_Yapılacaklar_
[1] Batan gemi hikâyesinde cankurtaran botuna yaklaşan çift, botta ne kadar yer kaldığını görür?
[2] Batan gemi hikâyesini son cümlesinden sonra devam ettirerek yazın.

_Okuma Parçası_
══════════════════════════════

Ana Sayfa Yazarlar 27.02.2017 613 Görüntüleme
Temel AŞAR

Hayat ne uzun ne kısa sadece yaşadığın gün kadardır.

Bu yazı okunmalı


Sevgili okuyucularım, bugün belki bazılarınızın daha önce okuduğu ama benim yeni okuduğum ve etkilendiğim bir hikayeyi sizlerle paylaşmak istiyorum.Günün anlamı için de farklı bir yazı olsun istedim vaktiniz var ise mutlaka okuyun, Çünkü bazen ders gerek.
Ön yargılı olmanın ne denli yanlış olduğunu anlamak gerek.
Sorumluluğun, fedakarlığın ne demek olduğunu düşünmek gerek.
O nedenle diyorum ki;
Türkiye’mizin stresli günleri hepimizi yordukça yorarken bu yoğun ülke gündemi, stresi ve tartışmaları içerisinden kendimizi sıyırıp iç dünyamıza biraz dönelim istedim.
Gelin başlayalım o hikayeye…
Öğretmen bir gün denizin ortasında batmak üzere olan bir geminin hikâyesini sınıfta öğrencileriyle paylaşır.
Gemideki çift cankurtaran botunun yanına kadar gelir ve sadece bir kişilik yer olduğunu görür.
Hikâyenin gerçekliği hakkında tamamen emin olmasam da, hepimizin hikâyeden ders çıkaracağını zannediyorum.
Öğretmen, hikâyeyi anlatmaya başlar.
Gemi, denizin ortasında aniden batmaya başlar.
Gemideki bir çift, cankurtaran botuna yaklaşırken sadece bir kişilik yer kaldığını görür.
O an adam, karısını geride bırakır ve bota atlar.

══════════════════════════════

_Sağlanan Veriler_
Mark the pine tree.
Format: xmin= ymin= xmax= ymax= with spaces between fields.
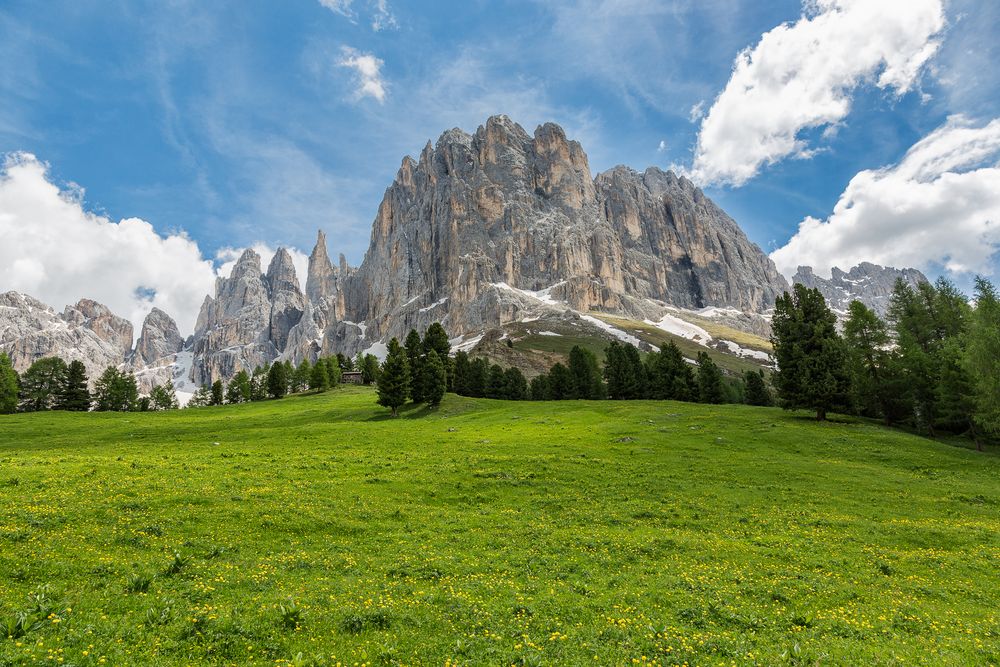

══════════════════════════════

_Görev Sonuçları_
[1] Botta sadece bir kişilik yer kaldığını görür.

[2]
Batmak üzere olan gemideki kadın, eşine bakar ve son cümlesi şu olur…
Öğretmen bir an durur ve öğrencilerine, “Sizce kadın, kocasına ne demiş olabilir?” diye sorar.
Öğrencilerinin çoğu: “Senden nefret ediyorum. Nankör herif!” demiştir diye cevap verir.
Öğretmen, köşede sessizce oturan bir çocuk görür ve aynı soruyu ona da sorar.
Çocuk, “Öğretmenim bence ‘Çocuğumuza iyi bak demiştir’” diye cevap verir.
-Öğretmen şaşırarak çocuğa sorar:
“Daha önce bu hikayeyi duymuş muydun?”
Çocuk kafasını sallar ve “Hayır ama annem babam vefat etmeden önce aynı şeyi söylemişti” der.
Öğretmen suratında üzgün bir ifadeyle, “Cevabın doğru” der.
Gemi batar, adam evine gider ve kız çocuğunu tek başına yetiştirir.
Yıllar sonra çocuk vefat eden babasının günlüğünü bulur.
Meğerse çift gemi seyahatine çıktıklarında kadına ölümcül hastalık teşhisi konmuş.
O kritik anda, baba ölmek üzere olan eşi yerine kendini bota atmış.
Baba, günlüğünde, “Denizin dibine beraber batmayı o kadar isterdim ki… Ama çocuğumuz için, tek başına denize batmanı izlemek zorunda kaldım” diye yazmış.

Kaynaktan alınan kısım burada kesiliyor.